## [Extract to read]
━━━━━━━━━━━━━━━━
Re: SuperKISS for 32- and 64-bit RNGs in both C and Fortran.
On Fri, 27 Nov 2009 13:52:21 -0800 (PST), geo <gmarsaglia@gmail.com>
wrote:
On Nov 3 I posted
RNGs: A Super KISS sci.math, comp.lang.c, sci.crypt
a KISS (Keep-It-Simple-Stupid) RNG combining,
by addition mod 2^32, three simple RNGs:
CMWC(Complementary-Multiply-With-Carry)+CNG(Congruential)
+XS(Xorshift)
with resulting period greater than 10^402575.
The extreme period comes from finding a prime p=a*b^r+1 for
which the order of b has magnitude near p-1, then use
the CMWC method, the mathematics of which I outline here:
Let Z be the set of all "vectors" of the form
[x_1,...,x_r;c] with 0<=x_i<b and 0<=c<a.
━━━━━━━━━━━━━━━━
## [What is asked]
(a) In the forum post about SuperKISS, by what operation are the three simple RNGs combined?
(b) In the forum post about SuperKISS, change "addition" to "subtraction" in the part starting with "Re: SuperKISS for" and going on through "CMWC(Complementary-Multiply-With-Carry)+CNG(Congruential)".
━━━━━━━━━━━━━━━━
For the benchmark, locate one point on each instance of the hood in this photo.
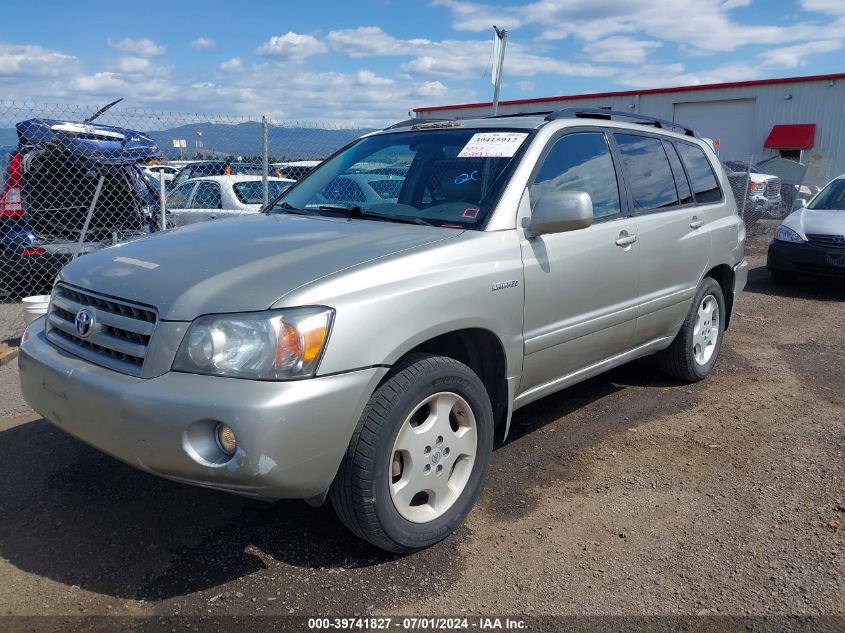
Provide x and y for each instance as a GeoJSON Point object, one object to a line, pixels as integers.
{"type": "Point", "coordinates": [239, 265]}
{"type": "Point", "coordinates": [816, 221]}
{"type": "Point", "coordinates": [104, 144]}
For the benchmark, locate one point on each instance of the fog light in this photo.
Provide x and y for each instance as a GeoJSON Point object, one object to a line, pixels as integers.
{"type": "Point", "coordinates": [226, 439]}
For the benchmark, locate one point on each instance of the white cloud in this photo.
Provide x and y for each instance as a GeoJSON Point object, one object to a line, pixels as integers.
{"type": "Point", "coordinates": [372, 40]}
{"type": "Point", "coordinates": [235, 64]}
{"type": "Point", "coordinates": [703, 24]}
{"type": "Point", "coordinates": [132, 65]}
{"type": "Point", "coordinates": [452, 59]}
{"type": "Point", "coordinates": [291, 46]}
{"type": "Point", "coordinates": [25, 60]}
{"type": "Point", "coordinates": [794, 56]}
{"type": "Point", "coordinates": [144, 46]}
{"type": "Point", "coordinates": [620, 49]}
{"type": "Point", "coordinates": [203, 43]}
{"type": "Point", "coordinates": [369, 78]}
{"type": "Point", "coordinates": [835, 7]}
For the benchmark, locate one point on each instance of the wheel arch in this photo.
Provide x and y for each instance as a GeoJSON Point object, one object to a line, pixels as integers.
{"type": "Point", "coordinates": [482, 351]}
{"type": "Point", "coordinates": [724, 276]}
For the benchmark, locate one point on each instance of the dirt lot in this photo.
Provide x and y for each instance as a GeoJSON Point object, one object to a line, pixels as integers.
{"type": "Point", "coordinates": [629, 494]}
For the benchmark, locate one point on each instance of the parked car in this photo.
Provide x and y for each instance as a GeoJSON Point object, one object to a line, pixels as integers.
{"type": "Point", "coordinates": [219, 168]}
{"type": "Point", "coordinates": [59, 172]}
{"type": "Point", "coordinates": [373, 353]}
{"type": "Point", "coordinates": [162, 172]}
{"type": "Point", "coordinates": [811, 240]}
{"type": "Point", "coordinates": [215, 197]}
{"type": "Point", "coordinates": [764, 198]}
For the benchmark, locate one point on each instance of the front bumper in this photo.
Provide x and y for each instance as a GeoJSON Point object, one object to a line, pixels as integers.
{"type": "Point", "coordinates": [805, 259]}
{"type": "Point", "coordinates": [291, 435]}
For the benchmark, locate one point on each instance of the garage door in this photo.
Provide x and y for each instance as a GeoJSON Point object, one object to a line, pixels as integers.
{"type": "Point", "coordinates": [731, 121]}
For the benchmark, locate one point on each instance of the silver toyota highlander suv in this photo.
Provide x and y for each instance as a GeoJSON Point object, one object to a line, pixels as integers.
{"type": "Point", "coordinates": [373, 352]}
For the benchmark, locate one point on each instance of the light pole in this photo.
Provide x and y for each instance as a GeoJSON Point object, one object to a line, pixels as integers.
{"type": "Point", "coordinates": [500, 38]}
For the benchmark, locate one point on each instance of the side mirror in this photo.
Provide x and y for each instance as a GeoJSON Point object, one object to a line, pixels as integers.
{"type": "Point", "coordinates": [560, 211]}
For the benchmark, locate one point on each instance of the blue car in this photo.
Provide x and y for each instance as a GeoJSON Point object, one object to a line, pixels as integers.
{"type": "Point", "coordinates": [65, 179]}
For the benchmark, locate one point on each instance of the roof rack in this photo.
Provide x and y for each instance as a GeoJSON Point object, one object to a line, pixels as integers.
{"type": "Point", "coordinates": [419, 122]}
{"type": "Point", "coordinates": [599, 113]}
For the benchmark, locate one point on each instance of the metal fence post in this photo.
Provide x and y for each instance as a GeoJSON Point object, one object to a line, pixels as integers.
{"type": "Point", "coordinates": [745, 189]}
{"type": "Point", "coordinates": [265, 159]}
{"type": "Point", "coordinates": [162, 202]}
{"type": "Point", "coordinates": [89, 215]}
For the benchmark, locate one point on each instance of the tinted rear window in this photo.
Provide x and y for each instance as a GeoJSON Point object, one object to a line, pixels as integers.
{"type": "Point", "coordinates": [703, 179]}
{"type": "Point", "coordinates": [648, 172]}
{"type": "Point", "coordinates": [681, 182]}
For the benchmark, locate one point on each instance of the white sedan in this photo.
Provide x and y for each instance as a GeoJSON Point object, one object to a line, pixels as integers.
{"type": "Point", "coordinates": [215, 197]}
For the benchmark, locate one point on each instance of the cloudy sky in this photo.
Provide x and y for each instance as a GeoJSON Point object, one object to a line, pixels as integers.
{"type": "Point", "coordinates": [370, 62]}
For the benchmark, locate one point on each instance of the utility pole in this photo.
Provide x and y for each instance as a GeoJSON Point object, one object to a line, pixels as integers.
{"type": "Point", "coordinates": [499, 40]}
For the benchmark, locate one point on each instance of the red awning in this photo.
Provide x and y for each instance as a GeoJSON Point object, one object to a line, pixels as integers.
{"type": "Point", "coordinates": [797, 136]}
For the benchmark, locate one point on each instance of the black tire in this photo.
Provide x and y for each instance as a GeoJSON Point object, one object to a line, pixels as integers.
{"type": "Point", "coordinates": [360, 492]}
{"type": "Point", "coordinates": [781, 277]}
{"type": "Point", "coordinates": [678, 360]}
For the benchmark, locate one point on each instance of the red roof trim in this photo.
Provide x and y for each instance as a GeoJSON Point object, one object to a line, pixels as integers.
{"type": "Point", "coordinates": [631, 93]}
{"type": "Point", "coordinates": [794, 136]}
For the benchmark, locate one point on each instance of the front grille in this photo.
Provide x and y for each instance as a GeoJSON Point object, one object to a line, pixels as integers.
{"type": "Point", "coordinates": [120, 333]}
{"type": "Point", "coordinates": [819, 269]}
{"type": "Point", "coordinates": [828, 241]}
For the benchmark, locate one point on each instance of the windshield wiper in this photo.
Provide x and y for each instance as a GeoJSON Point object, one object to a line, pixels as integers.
{"type": "Point", "coordinates": [290, 209]}
{"type": "Point", "coordinates": [360, 212]}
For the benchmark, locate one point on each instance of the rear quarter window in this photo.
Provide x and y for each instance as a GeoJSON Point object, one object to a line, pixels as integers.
{"type": "Point", "coordinates": [703, 179]}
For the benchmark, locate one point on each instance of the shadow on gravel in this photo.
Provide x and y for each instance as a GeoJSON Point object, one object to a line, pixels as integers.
{"type": "Point", "coordinates": [760, 282]}
{"type": "Point", "coordinates": [540, 452]}
{"type": "Point", "coordinates": [78, 517]}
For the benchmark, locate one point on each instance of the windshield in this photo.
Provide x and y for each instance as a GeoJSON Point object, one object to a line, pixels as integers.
{"type": "Point", "coordinates": [831, 197]}
{"type": "Point", "coordinates": [444, 177]}
{"type": "Point", "coordinates": [249, 191]}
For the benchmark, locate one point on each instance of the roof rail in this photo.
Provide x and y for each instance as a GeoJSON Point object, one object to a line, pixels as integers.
{"type": "Point", "coordinates": [599, 113]}
{"type": "Point", "coordinates": [418, 122]}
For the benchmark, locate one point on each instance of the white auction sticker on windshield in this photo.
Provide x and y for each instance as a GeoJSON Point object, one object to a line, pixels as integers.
{"type": "Point", "coordinates": [493, 145]}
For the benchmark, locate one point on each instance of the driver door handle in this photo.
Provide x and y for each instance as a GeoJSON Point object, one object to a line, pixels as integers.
{"type": "Point", "coordinates": [626, 240]}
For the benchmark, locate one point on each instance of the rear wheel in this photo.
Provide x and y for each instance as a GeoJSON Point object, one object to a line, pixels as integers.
{"type": "Point", "coordinates": [693, 353]}
{"type": "Point", "coordinates": [417, 464]}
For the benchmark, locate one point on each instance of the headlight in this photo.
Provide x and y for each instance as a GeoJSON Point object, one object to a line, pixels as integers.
{"type": "Point", "coordinates": [273, 345]}
{"type": "Point", "coordinates": [786, 234]}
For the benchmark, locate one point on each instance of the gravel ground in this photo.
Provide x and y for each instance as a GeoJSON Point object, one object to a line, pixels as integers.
{"type": "Point", "coordinates": [628, 494]}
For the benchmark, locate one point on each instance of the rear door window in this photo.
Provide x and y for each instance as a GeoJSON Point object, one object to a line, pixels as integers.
{"type": "Point", "coordinates": [580, 162]}
{"type": "Point", "coordinates": [701, 174]}
{"type": "Point", "coordinates": [681, 182]}
{"type": "Point", "coordinates": [647, 171]}
{"type": "Point", "coordinates": [178, 198]}
{"type": "Point", "coordinates": [207, 196]}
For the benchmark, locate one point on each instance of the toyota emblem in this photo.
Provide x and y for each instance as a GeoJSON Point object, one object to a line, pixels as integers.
{"type": "Point", "coordinates": [84, 322]}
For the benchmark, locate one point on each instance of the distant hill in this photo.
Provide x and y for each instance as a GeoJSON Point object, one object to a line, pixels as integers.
{"type": "Point", "coordinates": [243, 139]}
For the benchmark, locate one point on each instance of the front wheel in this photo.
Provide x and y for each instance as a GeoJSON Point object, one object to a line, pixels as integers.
{"type": "Point", "coordinates": [417, 463]}
{"type": "Point", "coordinates": [692, 355]}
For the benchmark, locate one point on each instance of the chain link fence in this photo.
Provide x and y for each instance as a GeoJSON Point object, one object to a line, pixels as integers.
{"type": "Point", "coordinates": [75, 179]}
{"type": "Point", "coordinates": [767, 191]}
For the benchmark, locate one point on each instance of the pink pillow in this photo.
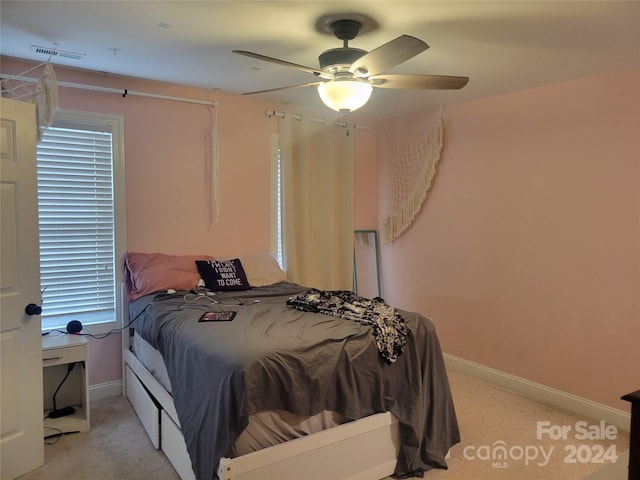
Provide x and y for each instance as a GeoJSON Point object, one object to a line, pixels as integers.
{"type": "Point", "coordinates": [153, 272]}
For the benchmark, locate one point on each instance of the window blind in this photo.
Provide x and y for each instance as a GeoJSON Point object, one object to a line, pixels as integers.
{"type": "Point", "coordinates": [76, 217]}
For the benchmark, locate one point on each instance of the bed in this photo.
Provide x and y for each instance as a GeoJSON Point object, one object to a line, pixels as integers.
{"type": "Point", "coordinates": [286, 387]}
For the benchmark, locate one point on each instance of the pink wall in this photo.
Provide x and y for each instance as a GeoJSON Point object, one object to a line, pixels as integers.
{"type": "Point", "coordinates": [166, 158]}
{"type": "Point", "coordinates": [527, 252]}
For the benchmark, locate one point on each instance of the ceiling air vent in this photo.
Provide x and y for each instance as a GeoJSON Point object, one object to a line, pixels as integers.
{"type": "Point", "coordinates": [54, 52]}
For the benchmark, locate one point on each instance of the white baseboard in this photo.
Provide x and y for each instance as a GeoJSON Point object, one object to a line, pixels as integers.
{"type": "Point", "coordinates": [101, 391]}
{"type": "Point", "coordinates": [542, 393]}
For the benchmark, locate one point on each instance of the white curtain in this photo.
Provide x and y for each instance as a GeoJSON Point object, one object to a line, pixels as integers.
{"type": "Point", "coordinates": [318, 183]}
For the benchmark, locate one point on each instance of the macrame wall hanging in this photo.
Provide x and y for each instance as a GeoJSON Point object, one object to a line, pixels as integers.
{"type": "Point", "coordinates": [410, 170]}
{"type": "Point", "coordinates": [43, 93]}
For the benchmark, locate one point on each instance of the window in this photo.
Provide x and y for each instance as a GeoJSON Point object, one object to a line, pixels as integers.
{"type": "Point", "coordinates": [81, 219]}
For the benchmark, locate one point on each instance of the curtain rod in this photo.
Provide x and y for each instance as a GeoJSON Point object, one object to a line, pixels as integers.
{"type": "Point", "coordinates": [124, 92]}
{"type": "Point", "coordinates": [323, 121]}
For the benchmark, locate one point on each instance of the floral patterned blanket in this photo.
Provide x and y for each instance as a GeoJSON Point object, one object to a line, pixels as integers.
{"type": "Point", "coordinates": [389, 329]}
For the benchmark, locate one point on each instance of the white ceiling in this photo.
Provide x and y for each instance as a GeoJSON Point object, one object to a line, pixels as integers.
{"type": "Point", "coordinates": [502, 46]}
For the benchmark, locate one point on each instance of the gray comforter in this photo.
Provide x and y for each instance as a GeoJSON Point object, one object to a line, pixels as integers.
{"type": "Point", "coordinates": [273, 357]}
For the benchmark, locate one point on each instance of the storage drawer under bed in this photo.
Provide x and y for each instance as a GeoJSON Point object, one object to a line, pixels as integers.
{"type": "Point", "coordinates": [146, 409]}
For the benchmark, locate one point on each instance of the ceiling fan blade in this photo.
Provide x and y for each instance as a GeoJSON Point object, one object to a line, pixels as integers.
{"type": "Point", "coordinates": [284, 63]}
{"type": "Point", "coordinates": [388, 55]}
{"type": "Point", "coordinates": [283, 88]}
{"type": "Point", "coordinates": [419, 82]}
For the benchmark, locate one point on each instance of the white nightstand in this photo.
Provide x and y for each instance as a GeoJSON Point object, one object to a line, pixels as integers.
{"type": "Point", "coordinates": [59, 352]}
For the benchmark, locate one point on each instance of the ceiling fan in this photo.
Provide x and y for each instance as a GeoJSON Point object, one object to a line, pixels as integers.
{"type": "Point", "coordinates": [348, 74]}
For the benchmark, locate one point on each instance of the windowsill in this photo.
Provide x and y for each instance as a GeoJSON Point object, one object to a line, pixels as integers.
{"type": "Point", "coordinates": [95, 323]}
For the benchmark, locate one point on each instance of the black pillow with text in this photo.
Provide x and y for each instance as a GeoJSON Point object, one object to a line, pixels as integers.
{"type": "Point", "coordinates": [223, 275]}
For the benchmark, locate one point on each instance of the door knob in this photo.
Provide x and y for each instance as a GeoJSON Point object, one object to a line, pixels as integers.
{"type": "Point", "coordinates": [33, 309]}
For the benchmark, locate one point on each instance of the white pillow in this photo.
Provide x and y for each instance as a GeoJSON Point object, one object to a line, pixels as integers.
{"type": "Point", "coordinates": [261, 269]}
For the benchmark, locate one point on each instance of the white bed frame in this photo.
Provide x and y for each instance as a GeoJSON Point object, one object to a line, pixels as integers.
{"type": "Point", "coordinates": [365, 449]}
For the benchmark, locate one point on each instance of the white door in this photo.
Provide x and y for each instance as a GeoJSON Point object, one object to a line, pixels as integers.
{"type": "Point", "coordinates": [21, 405]}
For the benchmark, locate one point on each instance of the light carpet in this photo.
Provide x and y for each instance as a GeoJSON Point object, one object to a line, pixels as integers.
{"type": "Point", "coordinates": [117, 448]}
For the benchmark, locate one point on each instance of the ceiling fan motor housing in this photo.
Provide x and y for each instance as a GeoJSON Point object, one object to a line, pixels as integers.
{"type": "Point", "coordinates": [340, 56]}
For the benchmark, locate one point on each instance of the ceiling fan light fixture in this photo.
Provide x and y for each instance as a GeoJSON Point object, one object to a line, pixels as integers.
{"type": "Point", "coordinates": [345, 95]}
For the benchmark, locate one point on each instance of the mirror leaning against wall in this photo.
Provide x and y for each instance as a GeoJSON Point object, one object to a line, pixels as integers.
{"type": "Point", "coordinates": [366, 264]}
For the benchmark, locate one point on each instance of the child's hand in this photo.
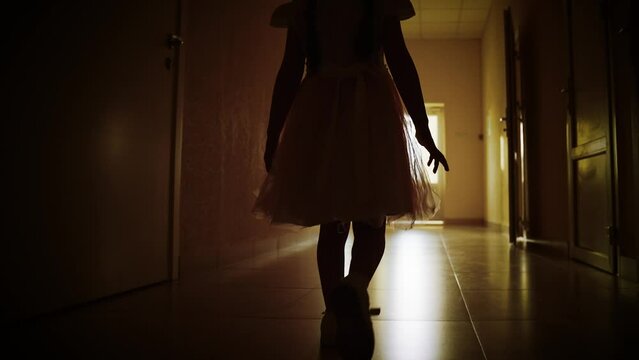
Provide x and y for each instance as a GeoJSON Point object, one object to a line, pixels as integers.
{"type": "Point", "coordinates": [426, 140]}
{"type": "Point", "coordinates": [437, 157]}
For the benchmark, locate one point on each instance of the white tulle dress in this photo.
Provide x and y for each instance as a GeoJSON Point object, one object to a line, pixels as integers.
{"type": "Point", "coordinates": [345, 153]}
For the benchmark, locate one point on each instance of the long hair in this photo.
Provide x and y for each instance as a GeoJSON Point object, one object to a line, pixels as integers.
{"type": "Point", "coordinates": [365, 43]}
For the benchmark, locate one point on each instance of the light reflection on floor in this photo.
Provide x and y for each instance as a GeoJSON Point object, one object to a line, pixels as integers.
{"type": "Point", "coordinates": [444, 293]}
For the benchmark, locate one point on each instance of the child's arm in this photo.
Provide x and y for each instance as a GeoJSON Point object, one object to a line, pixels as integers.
{"type": "Point", "coordinates": [286, 86]}
{"type": "Point", "coordinates": [402, 67]}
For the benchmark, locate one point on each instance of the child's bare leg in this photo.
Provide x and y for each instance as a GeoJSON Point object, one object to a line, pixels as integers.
{"type": "Point", "coordinates": [368, 249]}
{"type": "Point", "coordinates": [330, 255]}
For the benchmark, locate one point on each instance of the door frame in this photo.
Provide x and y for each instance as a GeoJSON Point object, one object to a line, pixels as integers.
{"type": "Point", "coordinates": [595, 147]}
{"type": "Point", "coordinates": [516, 133]}
{"type": "Point", "coordinates": [176, 160]}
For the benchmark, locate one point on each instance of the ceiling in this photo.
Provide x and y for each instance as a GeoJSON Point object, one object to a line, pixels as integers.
{"type": "Point", "coordinates": [447, 19]}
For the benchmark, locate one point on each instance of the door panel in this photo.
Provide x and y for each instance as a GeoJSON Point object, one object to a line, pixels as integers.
{"type": "Point", "coordinates": [516, 131]}
{"type": "Point", "coordinates": [591, 202]}
{"type": "Point", "coordinates": [589, 135]}
{"type": "Point", "coordinates": [93, 102]}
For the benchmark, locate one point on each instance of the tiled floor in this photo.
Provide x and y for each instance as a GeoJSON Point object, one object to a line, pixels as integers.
{"type": "Point", "coordinates": [453, 293]}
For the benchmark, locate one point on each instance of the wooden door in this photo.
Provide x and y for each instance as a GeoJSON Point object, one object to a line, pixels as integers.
{"type": "Point", "coordinates": [590, 144]}
{"type": "Point", "coordinates": [92, 103]}
{"type": "Point", "coordinates": [515, 127]}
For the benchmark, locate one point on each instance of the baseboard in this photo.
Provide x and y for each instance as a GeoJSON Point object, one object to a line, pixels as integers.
{"type": "Point", "coordinates": [465, 222]}
{"type": "Point", "coordinates": [628, 269]}
{"type": "Point", "coordinates": [496, 226]}
{"type": "Point", "coordinates": [544, 247]}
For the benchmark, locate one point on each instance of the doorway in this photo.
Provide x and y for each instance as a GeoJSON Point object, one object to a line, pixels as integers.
{"type": "Point", "coordinates": [590, 141]}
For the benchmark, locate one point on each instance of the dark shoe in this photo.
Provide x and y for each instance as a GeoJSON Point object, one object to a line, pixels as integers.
{"type": "Point", "coordinates": [355, 337]}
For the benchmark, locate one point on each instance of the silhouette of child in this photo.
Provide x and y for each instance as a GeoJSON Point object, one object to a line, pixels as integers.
{"type": "Point", "coordinates": [345, 154]}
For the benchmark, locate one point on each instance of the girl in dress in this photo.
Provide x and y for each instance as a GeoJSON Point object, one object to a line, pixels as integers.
{"type": "Point", "coordinates": [338, 150]}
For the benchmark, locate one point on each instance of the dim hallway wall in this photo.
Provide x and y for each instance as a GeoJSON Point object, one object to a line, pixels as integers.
{"type": "Point", "coordinates": [231, 60]}
{"type": "Point", "coordinates": [543, 53]}
{"type": "Point", "coordinates": [450, 73]}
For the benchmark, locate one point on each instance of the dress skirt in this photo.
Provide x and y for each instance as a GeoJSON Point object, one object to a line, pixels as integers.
{"type": "Point", "coordinates": [346, 154]}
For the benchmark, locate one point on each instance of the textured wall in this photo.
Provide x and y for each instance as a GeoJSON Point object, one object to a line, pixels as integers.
{"type": "Point", "coordinates": [232, 57]}
{"type": "Point", "coordinates": [494, 107]}
{"type": "Point", "coordinates": [543, 70]}
{"type": "Point", "coordinates": [450, 73]}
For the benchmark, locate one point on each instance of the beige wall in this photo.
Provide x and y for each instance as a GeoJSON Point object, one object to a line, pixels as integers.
{"type": "Point", "coordinates": [232, 57]}
{"type": "Point", "coordinates": [494, 107]}
{"type": "Point", "coordinates": [450, 73]}
{"type": "Point", "coordinates": [541, 34]}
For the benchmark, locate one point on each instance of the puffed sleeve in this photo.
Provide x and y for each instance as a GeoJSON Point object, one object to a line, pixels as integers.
{"type": "Point", "coordinates": [281, 17]}
{"type": "Point", "coordinates": [402, 9]}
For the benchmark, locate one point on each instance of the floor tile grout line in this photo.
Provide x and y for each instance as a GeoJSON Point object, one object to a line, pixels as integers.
{"type": "Point", "coordinates": [470, 317]}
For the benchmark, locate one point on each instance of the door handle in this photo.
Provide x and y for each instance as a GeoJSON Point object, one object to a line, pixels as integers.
{"type": "Point", "coordinates": [174, 41]}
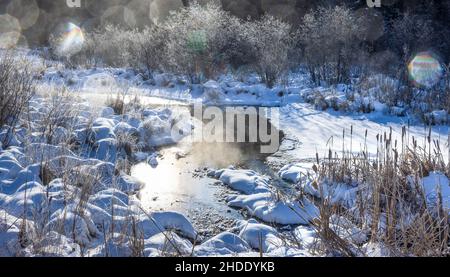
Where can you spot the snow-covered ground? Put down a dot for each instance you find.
(77, 200)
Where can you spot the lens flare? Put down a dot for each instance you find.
(425, 70)
(71, 40)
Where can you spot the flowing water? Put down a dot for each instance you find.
(180, 183)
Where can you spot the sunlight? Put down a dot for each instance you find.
(425, 70)
(72, 40)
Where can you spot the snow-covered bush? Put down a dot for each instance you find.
(147, 52)
(271, 41)
(196, 39)
(331, 38)
(109, 45)
(16, 90)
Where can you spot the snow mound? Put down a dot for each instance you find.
(294, 173)
(268, 209)
(433, 184)
(167, 244)
(245, 181)
(225, 243)
(259, 236)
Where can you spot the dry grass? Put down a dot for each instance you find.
(390, 207)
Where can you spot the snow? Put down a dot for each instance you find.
(61, 223)
(259, 236)
(225, 243)
(434, 184)
(294, 173)
(270, 210)
(246, 181)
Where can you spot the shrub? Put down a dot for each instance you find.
(271, 42)
(16, 90)
(196, 38)
(331, 40)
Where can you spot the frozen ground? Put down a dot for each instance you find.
(58, 199)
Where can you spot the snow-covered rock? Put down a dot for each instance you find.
(268, 209)
(259, 236)
(245, 181)
(225, 243)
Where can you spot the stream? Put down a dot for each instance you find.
(179, 181)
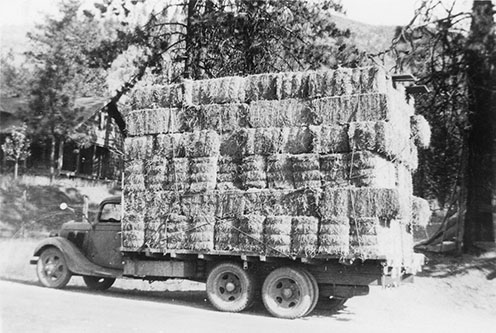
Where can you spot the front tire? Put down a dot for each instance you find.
(230, 288)
(52, 269)
(98, 283)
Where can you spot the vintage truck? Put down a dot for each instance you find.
(290, 187)
(289, 288)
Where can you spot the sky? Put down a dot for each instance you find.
(379, 12)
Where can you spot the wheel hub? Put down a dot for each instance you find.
(287, 293)
(230, 287)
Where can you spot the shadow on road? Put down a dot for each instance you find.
(190, 298)
(442, 266)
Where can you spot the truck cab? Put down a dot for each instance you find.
(87, 248)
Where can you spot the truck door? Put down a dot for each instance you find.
(104, 239)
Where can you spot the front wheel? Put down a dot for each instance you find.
(98, 283)
(52, 269)
(230, 288)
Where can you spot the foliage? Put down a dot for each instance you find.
(16, 146)
(65, 68)
(212, 38)
(12, 77)
(433, 48)
(455, 55)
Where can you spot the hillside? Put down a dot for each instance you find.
(370, 38)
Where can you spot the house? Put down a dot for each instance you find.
(99, 157)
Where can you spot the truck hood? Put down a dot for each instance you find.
(75, 226)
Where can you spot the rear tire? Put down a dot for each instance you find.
(98, 283)
(288, 293)
(230, 288)
(52, 269)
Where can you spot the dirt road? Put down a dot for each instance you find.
(411, 308)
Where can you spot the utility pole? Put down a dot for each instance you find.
(480, 173)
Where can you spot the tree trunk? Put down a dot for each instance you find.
(188, 57)
(16, 168)
(480, 169)
(52, 158)
(60, 159)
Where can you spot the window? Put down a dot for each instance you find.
(111, 212)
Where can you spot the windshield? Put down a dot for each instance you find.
(111, 212)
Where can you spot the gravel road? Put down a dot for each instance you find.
(27, 307)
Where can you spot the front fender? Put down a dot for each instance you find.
(77, 263)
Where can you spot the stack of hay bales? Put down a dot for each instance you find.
(312, 164)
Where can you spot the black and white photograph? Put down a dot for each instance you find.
(247, 166)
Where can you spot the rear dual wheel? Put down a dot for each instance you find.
(230, 288)
(290, 292)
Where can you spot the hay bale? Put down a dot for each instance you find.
(375, 202)
(320, 83)
(374, 79)
(177, 227)
(200, 235)
(230, 204)
(366, 169)
(329, 139)
(134, 176)
(135, 123)
(277, 235)
(161, 204)
(297, 140)
(170, 145)
(221, 118)
(228, 174)
(203, 174)
(253, 172)
(306, 171)
(201, 143)
(215, 91)
(263, 141)
(421, 212)
(334, 169)
(251, 233)
(421, 131)
(156, 173)
(334, 202)
(132, 231)
(334, 236)
(233, 144)
(281, 202)
(364, 237)
(385, 139)
(226, 235)
(199, 204)
(179, 175)
(304, 235)
(351, 108)
(157, 121)
(279, 172)
(138, 147)
(261, 87)
(277, 113)
(155, 96)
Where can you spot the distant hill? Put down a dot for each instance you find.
(370, 38)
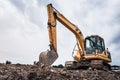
━━━━━━━━━━━━━━━━
## [Solved problems]
(a) By addition mod 2^32.

(b)
Re: SuperKISS for 32- and 64-bit RNGs in both C and Fortran.
On Fri, 27 Nov 2009 13:52:21 -0800 (PST), geo <gmarsaglia@gmail.com>
wrote:
On Nov 3 I posted
RNGs: A Super KISS sci.math, comp.lang.c, sci.crypt
a KISS (Keep-It-Simple-Stupid) RNG combining,
by subtraction mod 2^32, three simple RNGs:
CMWC(Complementary-Multiply-With-Carry)+CNG(Congruential)